Los estudiosos que han emprendido esta tarea les confieren a
los gobiernos democráticos un alto puntaje por efectividad en
la reforma económica. Un estudio reciente publicado por John
Williamson, del Instituto de Economía Internacional, examinó
13 casos de reforma audaz (por lo general liberalización
comercial radical y/o cambios drásticos en impuestos y gasto
público). La muestra incluye países ricos y pobres, y
regímenes democráticos y no democráticos.

En cuatro casos, los gobiernos "eran generalmente clasificados
como autoritarios" cuando se iniciaron las reformas: Chile en
1983, Indonesia en 1982, México en 1987 y Corea del Sur en
1979. El estudio consideró que todos estos programas
funcionaron: los cambios se introdujeron y consolidaron
exitosamente. El caso de Turquía (1980) es más complicado: un
gobierno democrático inició las reformas pero fue derrocado
por el Ejército, el cual dio paso a otro gobierno democrático
que las continuó. Este programa también tuvo éxito.

————

CONSIGNA — ¿Coinciden con el texto sobre la reforma económica estas afirmaciones? (a) El estudio de Williamson examinó 13 casos de reforma audaz. (b) En Turquía, el Ejército derrocó al gobierno que inició las reformas y se mantuvo en el poder para continuarlas. (c) La muestra del estudio se limitó a países pobres. Responde sí o no a cada una y cita las palabras decisivas del texto.

LISTADO —
————

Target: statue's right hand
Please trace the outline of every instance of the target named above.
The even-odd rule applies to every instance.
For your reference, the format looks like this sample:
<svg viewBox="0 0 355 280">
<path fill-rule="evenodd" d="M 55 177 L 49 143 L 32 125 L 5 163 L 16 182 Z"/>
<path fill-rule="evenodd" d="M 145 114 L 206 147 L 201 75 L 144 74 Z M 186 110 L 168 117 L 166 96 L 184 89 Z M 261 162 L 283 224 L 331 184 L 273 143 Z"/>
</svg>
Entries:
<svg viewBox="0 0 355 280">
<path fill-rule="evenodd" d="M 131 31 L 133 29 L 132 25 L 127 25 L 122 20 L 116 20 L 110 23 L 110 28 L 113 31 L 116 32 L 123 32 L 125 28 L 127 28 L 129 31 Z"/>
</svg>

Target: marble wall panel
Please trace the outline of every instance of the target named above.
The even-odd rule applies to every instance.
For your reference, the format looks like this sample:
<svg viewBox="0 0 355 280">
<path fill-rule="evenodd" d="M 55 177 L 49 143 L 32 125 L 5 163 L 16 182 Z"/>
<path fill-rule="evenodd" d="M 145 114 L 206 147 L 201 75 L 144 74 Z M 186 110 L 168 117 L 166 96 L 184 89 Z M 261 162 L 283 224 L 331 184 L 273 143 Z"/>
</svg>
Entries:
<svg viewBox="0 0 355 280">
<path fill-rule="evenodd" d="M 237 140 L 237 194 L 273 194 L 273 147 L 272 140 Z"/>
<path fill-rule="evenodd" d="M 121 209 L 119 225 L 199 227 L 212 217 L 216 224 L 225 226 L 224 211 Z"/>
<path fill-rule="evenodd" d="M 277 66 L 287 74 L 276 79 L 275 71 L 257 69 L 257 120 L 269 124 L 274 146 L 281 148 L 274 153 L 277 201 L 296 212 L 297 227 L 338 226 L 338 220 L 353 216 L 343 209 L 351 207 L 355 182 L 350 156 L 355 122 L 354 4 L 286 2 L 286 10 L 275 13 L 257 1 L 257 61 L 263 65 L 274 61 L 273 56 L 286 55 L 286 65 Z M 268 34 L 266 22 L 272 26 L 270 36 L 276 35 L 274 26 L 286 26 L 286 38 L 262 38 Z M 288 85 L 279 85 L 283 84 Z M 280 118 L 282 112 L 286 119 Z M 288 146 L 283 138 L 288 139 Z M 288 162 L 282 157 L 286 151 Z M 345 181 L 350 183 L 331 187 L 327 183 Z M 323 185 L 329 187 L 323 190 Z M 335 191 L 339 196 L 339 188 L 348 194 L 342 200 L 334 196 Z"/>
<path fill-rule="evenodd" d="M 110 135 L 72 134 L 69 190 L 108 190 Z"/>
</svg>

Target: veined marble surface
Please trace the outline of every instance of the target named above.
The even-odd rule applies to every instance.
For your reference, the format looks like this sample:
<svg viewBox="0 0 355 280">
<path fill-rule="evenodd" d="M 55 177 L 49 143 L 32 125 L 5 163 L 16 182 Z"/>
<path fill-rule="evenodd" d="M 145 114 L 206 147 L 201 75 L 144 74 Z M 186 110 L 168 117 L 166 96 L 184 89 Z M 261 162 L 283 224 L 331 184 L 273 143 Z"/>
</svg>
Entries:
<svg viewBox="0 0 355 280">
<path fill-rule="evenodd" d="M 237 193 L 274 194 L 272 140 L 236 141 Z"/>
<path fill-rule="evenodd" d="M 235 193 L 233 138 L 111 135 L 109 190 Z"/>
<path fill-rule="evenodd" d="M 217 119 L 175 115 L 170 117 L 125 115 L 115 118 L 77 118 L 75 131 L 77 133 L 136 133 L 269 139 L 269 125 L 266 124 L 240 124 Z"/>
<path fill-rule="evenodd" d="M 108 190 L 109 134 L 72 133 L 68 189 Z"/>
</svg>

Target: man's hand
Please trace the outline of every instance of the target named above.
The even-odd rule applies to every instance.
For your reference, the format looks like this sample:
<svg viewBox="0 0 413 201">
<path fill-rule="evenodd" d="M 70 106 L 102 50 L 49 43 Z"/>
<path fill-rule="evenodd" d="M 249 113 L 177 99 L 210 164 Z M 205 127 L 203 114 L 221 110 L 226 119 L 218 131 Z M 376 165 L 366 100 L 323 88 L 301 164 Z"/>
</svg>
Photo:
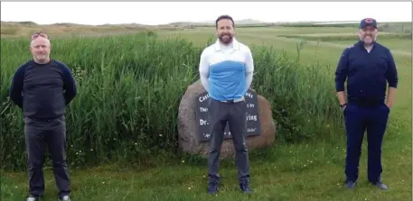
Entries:
<svg viewBox="0 0 413 201">
<path fill-rule="evenodd" d="M 338 98 L 338 101 L 339 101 L 339 103 L 340 103 L 341 105 L 346 104 L 346 101 L 345 101 L 345 95 L 344 95 L 344 92 L 343 92 L 343 91 L 339 91 L 339 92 L 337 92 L 337 98 Z M 345 105 L 343 107 L 343 110 L 344 110 L 346 106 L 347 106 L 347 105 Z"/>
<path fill-rule="evenodd" d="M 393 101 L 394 101 L 394 96 L 396 94 L 396 88 L 395 87 L 389 87 L 389 92 L 387 96 L 387 101 L 386 101 L 386 105 L 391 109 L 393 106 Z"/>
</svg>

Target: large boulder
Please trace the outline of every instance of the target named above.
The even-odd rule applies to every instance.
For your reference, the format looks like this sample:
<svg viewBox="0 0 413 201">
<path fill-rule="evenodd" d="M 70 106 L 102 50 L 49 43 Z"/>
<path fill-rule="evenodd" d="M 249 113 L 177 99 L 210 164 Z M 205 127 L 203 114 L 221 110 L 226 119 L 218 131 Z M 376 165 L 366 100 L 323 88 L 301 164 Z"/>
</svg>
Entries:
<svg viewBox="0 0 413 201">
<path fill-rule="evenodd" d="M 255 93 L 254 90 L 249 89 Z M 183 95 L 178 112 L 178 135 L 180 149 L 191 154 L 198 154 L 202 157 L 208 156 L 210 142 L 202 140 L 198 130 L 200 123 L 196 119 L 195 108 L 197 108 L 197 98 L 205 95 L 200 80 L 189 86 Z M 258 116 L 259 119 L 260 134 L 249 135 L 247 137 L 247 147 L 249 150 L 254 148 L 264 148 L 271 146 L 275 142 L 276 124 L 272 118 L 271 105 L 261 96 L 258 96 Z M 258 130 L 258 131 L 259 131 Z M 251 133 L 249 133 L 251 134 Z M 235 154 L 232 139 L 226 138 L 222 143 L 221 157 L 229 158 Z"/>
</svg>

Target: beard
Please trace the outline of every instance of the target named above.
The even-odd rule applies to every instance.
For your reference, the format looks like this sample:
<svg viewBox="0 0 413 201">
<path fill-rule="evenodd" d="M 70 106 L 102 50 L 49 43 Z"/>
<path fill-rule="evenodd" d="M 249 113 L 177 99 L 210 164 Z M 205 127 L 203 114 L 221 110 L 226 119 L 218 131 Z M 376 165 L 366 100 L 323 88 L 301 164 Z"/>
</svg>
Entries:
<svg viewBox="0 0 413 201">
<path fill-rule="evenodd" d="M 374 37 L 372 35 L 365 35 L 362 38 L 362 41 L 364 41 L 364 43 L 371 43 L 374 41 Z"/>
<path fill-rule="evenodd" d="M 229 44 L 232 41 L 232 35 L 230 33 L 223 33 L 220 35 L 220 41 L 223 44 Z"/>
</svg>

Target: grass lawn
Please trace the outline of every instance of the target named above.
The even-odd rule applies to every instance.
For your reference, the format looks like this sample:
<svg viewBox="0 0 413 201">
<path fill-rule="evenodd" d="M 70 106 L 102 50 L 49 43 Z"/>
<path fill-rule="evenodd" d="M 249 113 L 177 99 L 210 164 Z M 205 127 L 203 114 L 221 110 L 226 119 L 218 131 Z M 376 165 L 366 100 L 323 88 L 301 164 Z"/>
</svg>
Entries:
<svg viewBox="0 0 413 201">
<path fill-rule="evenodd" d="M 277 37 L 286 34 L 353 32 L 352 28 L 244 28 L 237 38 L 248 45 L 271 45 L 296 56 L 299 40 Z M 213 30 L 161 32 L 162 38 L 182 36 L 204 45 Z M 213 38 L 215 40 L 215 38 Z M 380 36 L 379 36 L 380 40 Z M 330 66 L 331 81 L 343 48 L 354 41 L 332 41 L 334 45 L 305 43 L 301 62 L 321 61 Z M 411 41 L 385 40 L 391 50 L 411 52 Z M 80 200 L 380 200 L 404 201 L 412 197 L 412 63 L 411 56 L 395 54 L 399 69 L 399 90 L 391 109 L 382 148 L 382 179 L 390 187 L 381 191 L 367 183 L 366 138 L 361 151 L 360 178 L 354 190 L 343 187 L 345 136 L 333 141 L 295 145 L 276 143 L 267 151 L 251 151 L 252 195 L 239 193 L 233 160 L 221 163 L 221 187 L 216 196 L 206 195 L 206 160 L 164 160 L 154 167 L 122 168 L 108 164 L 87 169 L 70 169 L 72 198 Z M 257 67 L 259 69 L 259 67 Z M 277 83 L 274 83 L 277 85 Z M 326 125 L 327 126 L 327 125 Z M 341 132 L 340 133 L 343 133 Z M 52 169 L 46 169 L 43 200 L 56 200 L 57 188 Z M 23 200 L 27 192 L 26 172 L 2 172 L 1 200 Z"/>
</svg>

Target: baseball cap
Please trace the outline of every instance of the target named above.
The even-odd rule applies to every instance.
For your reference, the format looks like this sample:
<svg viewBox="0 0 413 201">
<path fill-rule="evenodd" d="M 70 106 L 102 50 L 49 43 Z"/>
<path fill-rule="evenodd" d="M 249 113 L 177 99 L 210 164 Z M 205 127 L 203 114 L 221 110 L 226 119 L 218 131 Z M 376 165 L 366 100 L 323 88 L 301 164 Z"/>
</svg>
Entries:
<svg viewBox="0 0 413 201">
<path fill-rule="evenodd" d="M 377 28 L 377 21 L 373 18 L 364 18 L 360 23 L 360 28 L 362 29 L 367 25 L 371 25 L 374 28 Z"/>
</svg>

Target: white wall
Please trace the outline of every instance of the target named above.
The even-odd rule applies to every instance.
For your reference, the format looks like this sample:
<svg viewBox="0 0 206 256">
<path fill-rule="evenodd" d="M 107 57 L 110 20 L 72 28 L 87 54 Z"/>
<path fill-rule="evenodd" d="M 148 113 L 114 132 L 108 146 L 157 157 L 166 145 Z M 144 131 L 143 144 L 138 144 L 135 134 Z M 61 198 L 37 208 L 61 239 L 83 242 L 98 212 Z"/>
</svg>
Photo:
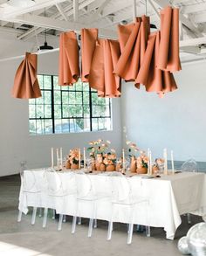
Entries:
<svg viewBox="0 0 206 256">
<path fill-rule="evenodd" d="M 15 52 L 15 55 L 24 54 L 33 45 L 33 43 L 20 44 L 17 40 L 10 44 L 10 40 L 0 40 L 0 52 L 3 52 L 1 57 L 12 56 Z M 8 49 L 8 52 L 3 49 Z M 38 56 L 38 73 L 58 74 L 58 54 Z M 114 149 L 120 149 L 120 99 L 112 100 L 113 131 L 31 136 L 28 100 L 10 96 L 14 75 L 20 62 L 20 59 L 0 62 L 0 176 L 19 172 L 22 161 L 27 162 L 28 168 L 49 166 L 51 147 L 63 147 L 64 152 L 67 153 L 71 148 L 86 147 L 91 140 L 102 138 L 110 140 Z"/>
<path fill-rule="evenodd" d="M 175 160 L 206 161 L 206 62 L 183 66 L 175 79 L 179 89 L 163 99 L 124 84 L 122 126 L 128 139 L 150 148 L 154 157 L 166 147 Z"/>
</svg>

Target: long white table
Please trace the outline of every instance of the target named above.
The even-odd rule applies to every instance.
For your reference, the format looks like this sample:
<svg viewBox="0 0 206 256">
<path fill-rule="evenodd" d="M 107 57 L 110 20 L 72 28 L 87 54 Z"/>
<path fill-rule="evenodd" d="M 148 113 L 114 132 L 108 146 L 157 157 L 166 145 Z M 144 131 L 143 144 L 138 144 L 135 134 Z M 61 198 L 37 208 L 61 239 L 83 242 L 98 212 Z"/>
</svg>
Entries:
<svg viewBox="0 0 206 256">
<path fill-rule="evenodd" d="M 24 170 L 24 177 L 31 182 L 31 187 L 35 183 L 38 193 L 26 193 L 21 186 L 19 195 L 19 211 L 28 212 L 29 206 L 53 208 L 57 213 L 73 216 L 76 210 L 76 196 L 50 197 L 46 190 L 46 176 L 52 176 L 49 170 Z M 58 172 L 65 188 L 72 187 L 71 172 Z M 77 176 L 79 176 L 77 174 Z M 109 179 L 120 179 L 120 176 L 108 176 L 98 174 L 87 174 L 93 184 L 98 188 L 99 192 L 111 190 Z M 78 176 L 77 176 L 78 178 Z M 149 200 L 148 208 L 146 204 L 140 204 L 134 214 L 134 223 L 163 227 L 166 237 L 174 239 L 175 231 L 180 225 L 181 215 L 194 213 L 203 216 L 206 220 L 206 175 L 203 173 L 177 173 L 162 176 L 159 178 L 142 178 L 141 176 L 127 177 L 133 193 Z M 51 179 L 52 183 L 52 179 Z M 85 184 L 86 185 L 86 184 Z M 124 189 L 122 188 L 124 193 Z M 147 211 L 148 210 L 148 211 Z M 147 214 L 148 212 L 148 214 Z M 93 207 L 90 201 L 81 202 L 79 205 L 78 215 L 83 218 L 93 217 Z M 113 212 L 113 221 L 128 223 L 130 214 L 126 206 L 116 206 Z M 97 219 L 110 220 L 111 200 L 105 198 L 97 202 Z"/>
</svg>

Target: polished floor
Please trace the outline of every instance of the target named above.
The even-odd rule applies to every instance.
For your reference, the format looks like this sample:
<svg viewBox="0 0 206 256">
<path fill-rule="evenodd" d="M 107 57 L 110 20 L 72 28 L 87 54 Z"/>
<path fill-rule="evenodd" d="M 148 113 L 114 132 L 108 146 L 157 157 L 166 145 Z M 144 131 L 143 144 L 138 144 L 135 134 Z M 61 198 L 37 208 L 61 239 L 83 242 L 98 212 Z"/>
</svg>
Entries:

————

RESPUESTA COMPLETA —
(a) Sí: "examinó 13 casos de reforma audaz".
(b) No: "fue derrocado por el Ejército, el cual dio paso a otro gobierno democrático que las continuó".
(c) No: "La muestra incluye países ricos y pobres".